• Region annotation entries:
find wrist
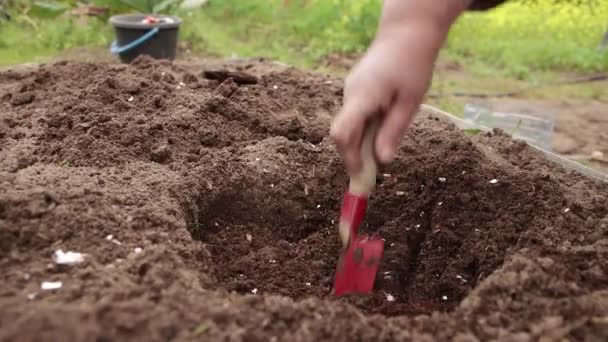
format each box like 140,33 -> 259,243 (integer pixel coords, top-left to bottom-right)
376,0 -> 472,41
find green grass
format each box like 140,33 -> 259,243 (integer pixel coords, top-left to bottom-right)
0,18 -> 111,67
0,0 -> 608,77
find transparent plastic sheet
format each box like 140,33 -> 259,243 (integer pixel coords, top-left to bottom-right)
464,104 -> 555,151
421,104 -> 608,183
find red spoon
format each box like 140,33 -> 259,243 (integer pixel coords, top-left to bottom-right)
334,123 -> 384,296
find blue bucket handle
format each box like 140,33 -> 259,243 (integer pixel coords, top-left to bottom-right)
110,27 -> 159,55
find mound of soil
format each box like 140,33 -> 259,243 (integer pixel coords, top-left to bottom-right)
0,58 -> 608,341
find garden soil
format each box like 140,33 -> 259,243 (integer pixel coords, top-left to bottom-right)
0,58 -> 608,341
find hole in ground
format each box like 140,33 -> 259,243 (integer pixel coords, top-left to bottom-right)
182,131 -> 551,315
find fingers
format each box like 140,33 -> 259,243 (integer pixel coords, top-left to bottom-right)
330,96 -> 374,174
376,97 -> 416,164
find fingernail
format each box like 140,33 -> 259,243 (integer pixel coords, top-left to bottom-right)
378,146 -> 395,163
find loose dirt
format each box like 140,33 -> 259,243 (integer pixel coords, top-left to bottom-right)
0,58 -> 608,341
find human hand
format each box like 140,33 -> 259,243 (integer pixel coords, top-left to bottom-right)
330,0 -> 466,175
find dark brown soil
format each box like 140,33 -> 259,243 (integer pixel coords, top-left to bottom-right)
0,58 -> 608,341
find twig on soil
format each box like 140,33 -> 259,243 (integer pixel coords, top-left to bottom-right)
40,281 -> 63,291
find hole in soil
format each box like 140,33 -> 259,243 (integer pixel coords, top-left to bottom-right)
183,132 -> 534,315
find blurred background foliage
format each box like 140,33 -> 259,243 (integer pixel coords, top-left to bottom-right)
0,0 -> 608,79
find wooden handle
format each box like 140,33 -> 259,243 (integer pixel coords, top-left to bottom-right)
348,121 -> 378,196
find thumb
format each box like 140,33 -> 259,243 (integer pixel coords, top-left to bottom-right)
376,97 -> 416,164
330,96 -> 374,174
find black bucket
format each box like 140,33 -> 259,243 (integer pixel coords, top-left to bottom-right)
110,14 -> 182,63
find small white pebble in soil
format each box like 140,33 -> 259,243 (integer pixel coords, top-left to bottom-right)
53,249 -> 84,265
40,281 -> 63,291
456,275 -> 467,283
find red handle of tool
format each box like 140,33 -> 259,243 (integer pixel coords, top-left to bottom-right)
340,191 -> 368,241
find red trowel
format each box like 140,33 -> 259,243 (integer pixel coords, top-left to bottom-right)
334,123 -> 384,296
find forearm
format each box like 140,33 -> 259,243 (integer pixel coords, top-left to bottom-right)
376,0 -> 472,50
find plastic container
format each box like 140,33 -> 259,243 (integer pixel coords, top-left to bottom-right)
110,14 -> 182,63
464,104 -> 555,151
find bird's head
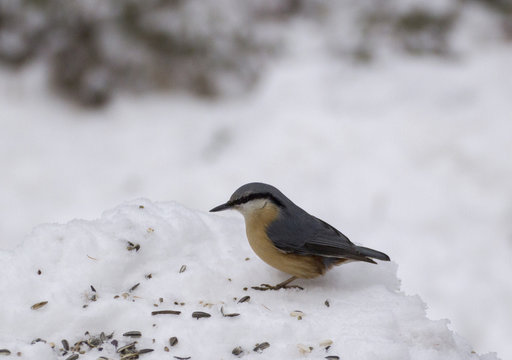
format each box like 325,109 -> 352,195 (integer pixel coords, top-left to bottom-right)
210,183 -> 288,217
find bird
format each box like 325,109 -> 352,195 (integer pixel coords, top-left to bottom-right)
210,182 -> 390,290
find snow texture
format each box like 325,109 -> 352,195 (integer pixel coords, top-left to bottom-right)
0,199 -> 497,360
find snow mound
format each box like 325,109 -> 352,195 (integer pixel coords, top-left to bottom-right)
0,199 -> 496,360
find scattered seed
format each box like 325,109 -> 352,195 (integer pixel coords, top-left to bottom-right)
151,310 -> 181,315
231,346 -> 244,356
130,283 -> 140,292
220,306 -> 240,317
169,336 -> 178,346
123,331 -> 142,337
30,301 -> 48,310
61,339 -> 69,351
238,295 -> 251,304
121,353 -> 139,360
319,339 -> 332,347
290,310 -> 304,320
297,344 -> 313,355
252,341 -> 270,352
192,311 -> 211,320
30,338 -> 46,345
117,341 -> 137,353
139,349 -> 155,354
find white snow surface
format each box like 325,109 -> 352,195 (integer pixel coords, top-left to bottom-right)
0,199 -> 497,360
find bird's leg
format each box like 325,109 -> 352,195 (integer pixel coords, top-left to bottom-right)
252,276 -> 304,291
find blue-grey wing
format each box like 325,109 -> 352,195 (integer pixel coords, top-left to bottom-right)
267,212 -> 389,263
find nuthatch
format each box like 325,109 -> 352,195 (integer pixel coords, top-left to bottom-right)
210,183 -> 389,290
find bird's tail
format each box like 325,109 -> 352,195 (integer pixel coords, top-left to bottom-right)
357,246 -> 389,261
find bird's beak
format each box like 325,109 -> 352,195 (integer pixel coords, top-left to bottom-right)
210,201 -> 233,212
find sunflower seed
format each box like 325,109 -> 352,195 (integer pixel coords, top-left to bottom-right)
220,306 -> 240,317
231,346 -> 244,356
123,331 -> 142,337
318,339 -> 332,347
139,349 -> 155,355
117,341 -> 137,353
151,310 -> 181,315
61,339 -> 69,351
297,344 -> 313,355
169,336 -> 178,346
252,341 -> 270,352
30,301 -> 48,310
30,338 -> 46,345
192,311 -> 211,320
238,295 -> 251,304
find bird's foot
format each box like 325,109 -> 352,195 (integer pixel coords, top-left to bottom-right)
251,284 -> 304,291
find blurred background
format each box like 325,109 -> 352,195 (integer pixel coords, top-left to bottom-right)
0,0 -> 512,359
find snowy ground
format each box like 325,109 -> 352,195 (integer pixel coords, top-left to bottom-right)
0,23 -> 512,358
0,199 -> 497,360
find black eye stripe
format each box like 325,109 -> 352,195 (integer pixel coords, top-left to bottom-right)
230,193 -> 284,207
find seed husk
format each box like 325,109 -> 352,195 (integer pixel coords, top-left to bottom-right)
61,339 -> 69,351
123,331 -> 142,337
297,344 -> 313,355
252,341 -> 270,352
139,349 -> 155,354
319,339 -> 332,347
220,306 -> 240,317
30,338 -> 46,345
117,341 -> 137,353
231,346 -> 244,356
238,295 -> 251,304
30,301 -> 48,310
151,310 -> 181,315
169,336 -> 178,346
192,311 -> 211,320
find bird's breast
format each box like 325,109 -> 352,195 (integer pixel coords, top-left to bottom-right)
245,205 -> 326,279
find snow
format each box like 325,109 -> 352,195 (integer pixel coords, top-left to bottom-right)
0,199 -> 497,360
0,11 -> 512,358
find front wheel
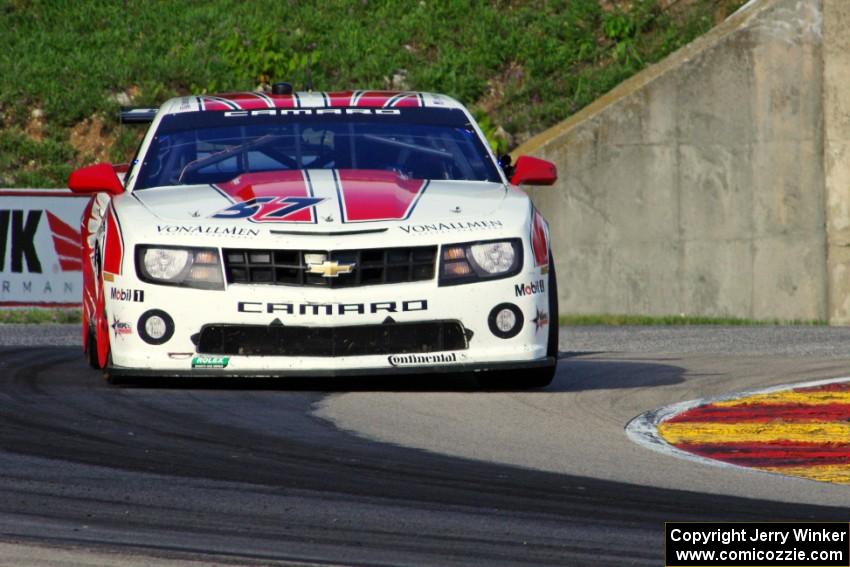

• WORK TO BE COMPLETED:
Extract every line from the records above that contains the string "bird".

• THE REPLY:
find bird's head
find bird
find bird's leg
find bird's tail
find bird's beak
find bird's foot
find bird's breast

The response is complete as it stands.